--- Extract to read ---
Abstract:
A feedback differential amplifying circuit comprising three-terminal type amplifying elements, each having an input terminal and two output terminals, wherein a variable capacitance circuit enabling variation of capacitance of a peaking circuit to obtain optimum peaking is provided. In the variable capacitance circuit, the capacitance of the peaking circuit is controlled by the junction capacitance of a three-terminal type amplifying element.

Description:
BACKGROUND OF THE INVENTION 
     The present invention relates to a feedback differential amplifier circuit suitable for monolithic integration and enabling the variation of the frequency characteristic by controlling capacitance in a peaking circuit. 
     FIG. 5 illustrates a differential amplifying circuit using a conventional peaking circuit. In the figure, 1a is an input terminal receiving an input signal Vin, 1b is an input terminal receiving a reversed input signal [Vin], 2a is an output terminal outputting an output signal Vout, 2b is an output terminal outputting a reversed output signal [Vout], 3a and 3b are differential coupled transistors, 4a and 4b are load resistors, 5a and 5b are feedback resistors, 6 is a capacitor, 7 is a source of current, 8 is a power terminal at a lower electric potential and 9 is a power terminal at a higher electric potential.

--- Recorded information ---
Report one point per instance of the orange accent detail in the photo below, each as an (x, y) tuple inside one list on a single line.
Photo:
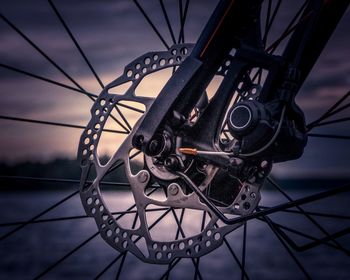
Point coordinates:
[(216, 29), (188, 151)]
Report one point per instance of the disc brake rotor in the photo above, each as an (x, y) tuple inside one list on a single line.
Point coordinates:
[(124, 239)]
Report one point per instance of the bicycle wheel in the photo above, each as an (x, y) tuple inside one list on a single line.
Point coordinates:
[(154, 224)]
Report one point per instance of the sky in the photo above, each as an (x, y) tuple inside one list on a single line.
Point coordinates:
[(112, 34)]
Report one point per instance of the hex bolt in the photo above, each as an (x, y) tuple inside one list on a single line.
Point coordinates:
[(173, 189), (143, 177)]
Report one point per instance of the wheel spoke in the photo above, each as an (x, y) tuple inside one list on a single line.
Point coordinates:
[(317, 241), (170, 267), (52, 62), (314, 214), (331, 111), (121, 265), (244, 243), (166, 17), (236, 258), (298, 263), (332, 122), (294, 203), (183, 16), (104, 270), (55, 123), (77, 217), (58, 180), (47, 80), (75, 42), (311, 219), (333, 136)]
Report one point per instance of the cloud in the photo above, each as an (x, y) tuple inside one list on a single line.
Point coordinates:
[(113, 33)]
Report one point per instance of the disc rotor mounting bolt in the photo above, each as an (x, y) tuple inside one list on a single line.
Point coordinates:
[(173, 189)]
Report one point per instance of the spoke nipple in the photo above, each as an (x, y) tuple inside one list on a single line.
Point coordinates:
[(142, 176), (188, 151)]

--- What you need to do ---
Reproduce the amplifier patent excerpt in full, word for word. The material has no connection to the amplifier patent excerpt.

--- Complete answer ---
Abstract:
A feedback differential amplifying circuit comprising three-terminal type amplifying elements, each having an input terminal and two output terminals, wherein a variable capacitance circuit enabling variation of capacitance of a peaking circuit to obtain optimum peaking is provided. In the variable capacitance circuit, the capacitance of the peaking circuit is controlled by the junction capacitance of a three-terminal type amplifying element.

Description:
BACKGROUND OF THE INVENTION 
     The present invention relates to a feedback differential amplifier circuit suitable for monolithic integration and enabling the variation of the frequency characteristic by controlling capacitance in a peaking circuit. 
     FIG. 5 illustrates a differential amplifying circuit using a conventional peaking circuit. In the figure, 1a is an input terminal receiving an input signal Vin, 1b is an input terminal receiving a reversed input signal [Vin], 2a is an output terminal outputting an output signal Vout, 2b is an output terminal outputting a reversed output signal [Vout], 3a and 3b are differential coupled transistors, 4a and 4b are load resistors, 5a and 5b are feedback resistors, 6 is a capacitor, 7 is a source of current, 8 is a power terminal at a lower electric potential and 9 is a power terminal at a higher electric potential.